SELECTED TEXT =>
■ ■ ■ ■ ■

For comparison, the results based on FAO catch statistics for selected species from various large marine ecosystems (Pauly, 2008) are also given in Figure 1 (bottom panel; apparently, undeveloped and developing stocks have been combined). The similarity between the two plots is striking. This is not to suggest that FAO catch statistics represent random numbers, though indeed they may vary over time for many different reasons (e.g. exploitation, environmental, and political; Branch, 2008). Rather, it is to say that deviations should be evaluated against the built-in patterns caused by the algorithm applied and not against the null hypothesis of no-trend (Wilberg and Miller, 2007). Therefore, the analysis of the FAO statistics can only conclude that the fraction of collapsed stocks increases faster—and the fraction of underdeveloped and developing stocks is higher initially—than predicted by time-series of random numbers. However, finding an appropriate statistical test for the significance of this observation would be difficult because the underlying distributions are not known a priori.
Conceptual flaws
Using catch (the weight of fish taken out of the sea) as a proxy for stock biomass (the weight of fish in the sea) is a major conceptual flaw. Put simply, catch is the product of biomass and a variable harvest rate, so changes or trends in either can or do affect catch. No harvest means no catch regardless of the state of the biomass.
Moreover, no rationale for choosing the specific 10 and 50% criteria (relative to the maximum historical catch) to define the stock-status classes has been provided by Worm et al. (2006) or Zeller et al. (2008), nor in the original document where the algorithm was first presented (Froese and Kesner-Reyes, 2002). As noted by Wilberg and Miller (2007), Worm et al. (2006) “seem to suggest that maximum historic catch represents an achievable and sustainable target for fisheries management”. The validity of this assumption has been rightly questioned by Wilberg and Miller (2007), because for many stocks, the maximum historical catch has been proven to be unsustainable. More commonly, these maximum catches coincide with a period of rapid development of the fishery that results in a temporary bonanza while the biomass is being depleted. Therefore, they represent a period of overexploitation of a stock rather than one of full exploitation.

■ ■ ■ ■ ■

DATA SUPPLIED =>
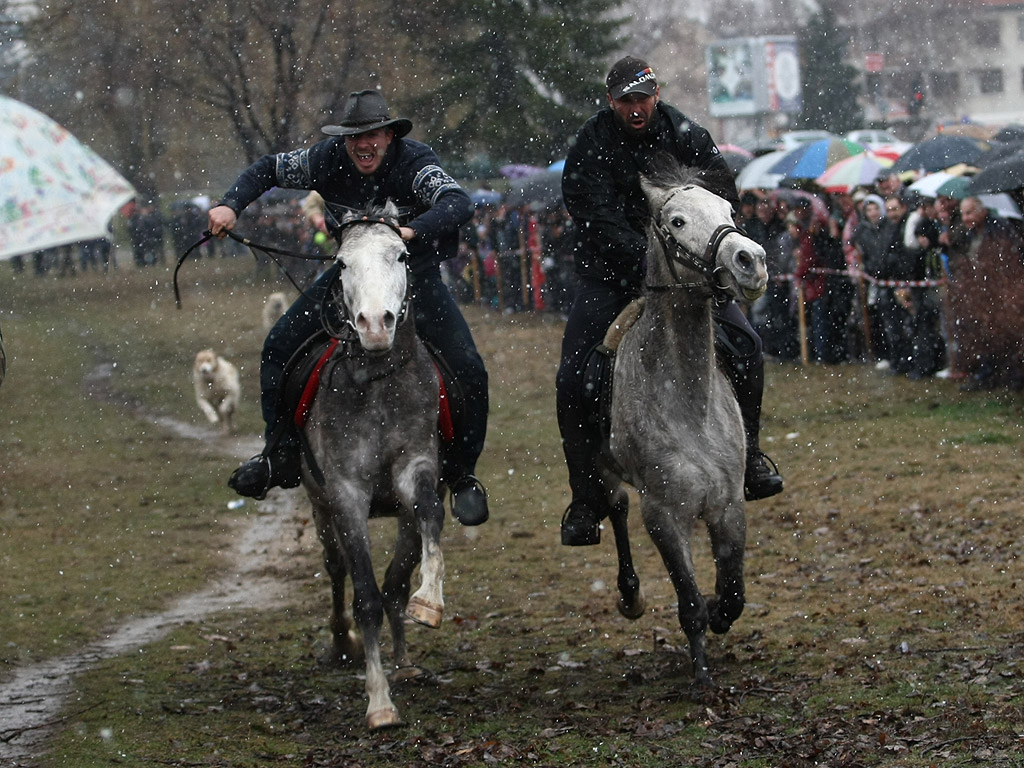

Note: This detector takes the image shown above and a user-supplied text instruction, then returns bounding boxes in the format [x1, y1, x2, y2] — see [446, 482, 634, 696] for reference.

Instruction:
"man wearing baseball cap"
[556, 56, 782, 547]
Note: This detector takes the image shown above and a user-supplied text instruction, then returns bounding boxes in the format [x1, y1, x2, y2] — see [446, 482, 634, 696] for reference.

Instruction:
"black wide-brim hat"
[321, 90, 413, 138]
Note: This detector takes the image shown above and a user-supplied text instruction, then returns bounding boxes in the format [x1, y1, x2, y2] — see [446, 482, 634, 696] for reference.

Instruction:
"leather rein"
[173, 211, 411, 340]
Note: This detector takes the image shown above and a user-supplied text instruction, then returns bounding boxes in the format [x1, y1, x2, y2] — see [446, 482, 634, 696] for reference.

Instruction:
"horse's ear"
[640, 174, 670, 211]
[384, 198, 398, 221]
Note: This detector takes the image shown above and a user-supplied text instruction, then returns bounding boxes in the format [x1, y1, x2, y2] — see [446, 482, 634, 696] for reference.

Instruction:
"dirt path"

■ ■ ■ ■ ■

TASKS TO PERFORM =>
(1) Reproduce every line of the records, instructions and notes included, and shift each answer box by adding 111 to all four of its coordinates. Leave the reference box in the notes unchanged, and omit the pictures.
(2) Carry on the passage about catch statistics as a measure of fish stock status, starting after its last sentence.
The fisheries passage and the records have nothing to do with each other.

RESULTS BY TASK =>
(1)
Note: This detector takes the image shown above and a user-supplied text instruction, then returns bounding boxes in the format [x1, y1, x2, y2] — see [446, 482, 634, 696] for reference.

Instruction:
"man wearing baseball cap"
[667, 167, 893, 658]
Note: This detector takes the image shown above and a user-supplied text instruction, then returns bounding boxes in the format [x1, y1, x2, y2] — see [446, 482, 634, 696] for reference.

Instruction:
"black wide-brim hat"
[432, 201, 524, 249]
Note: This detector takes the image shown above and a user-supplied text instruction, then returns bounding boxes in the format [x1, y1, x2, y2] — see [446, 482, 634, 696] for reference.

Instruction:
"leather rein"
[284, 322, 522, 451]
Note: This detector takes the image shown above and a user-supplied text instruction, then returns bounding boxes in the format [x1, y1, x2, y2] — see [446, 482, 634, 696] for reference.

Instruction:
"horse's ear"
[751, 285, 781, 322]
[495, 309, 509, 332]
Note: This detector takes the image shown above and a user-supplied text instruction, then returns bounding boxes in the format [x1, y1, x2, y2] — see [446, 482, 634, 696] for reference.

Instruction:
"dirt path"

(2)
Flawed prophecies
If the catch-based evaluation of the current status of global fish stocks is flawed, what can we expect of extrapolations far beyond the time horizon of the time-series? As pointed out by Hölker et al. (2007), a causal correlation between stock collapses and time itself has not been demonstrated. The algorithm predicts for uniformly distributed random numbers that 50% of the “stocks” will be fully exploited and 50% will be overexploited or collapsed at the end of any time-series, irrespective of length. These figures obviously depend on the level of autocorrelation and CV in simulated data, but it is important to note that the rate of increase in the number of “stocks” classified as overexploited or depleted will depend on the length of the time-series (cf. Branch et al., in press). Therefore, the trend observed when the algorithm is applied to real data should not be extrapolated without first accounting for the change in steepness caused by random variation in the data over the entire period, relative to the historical period."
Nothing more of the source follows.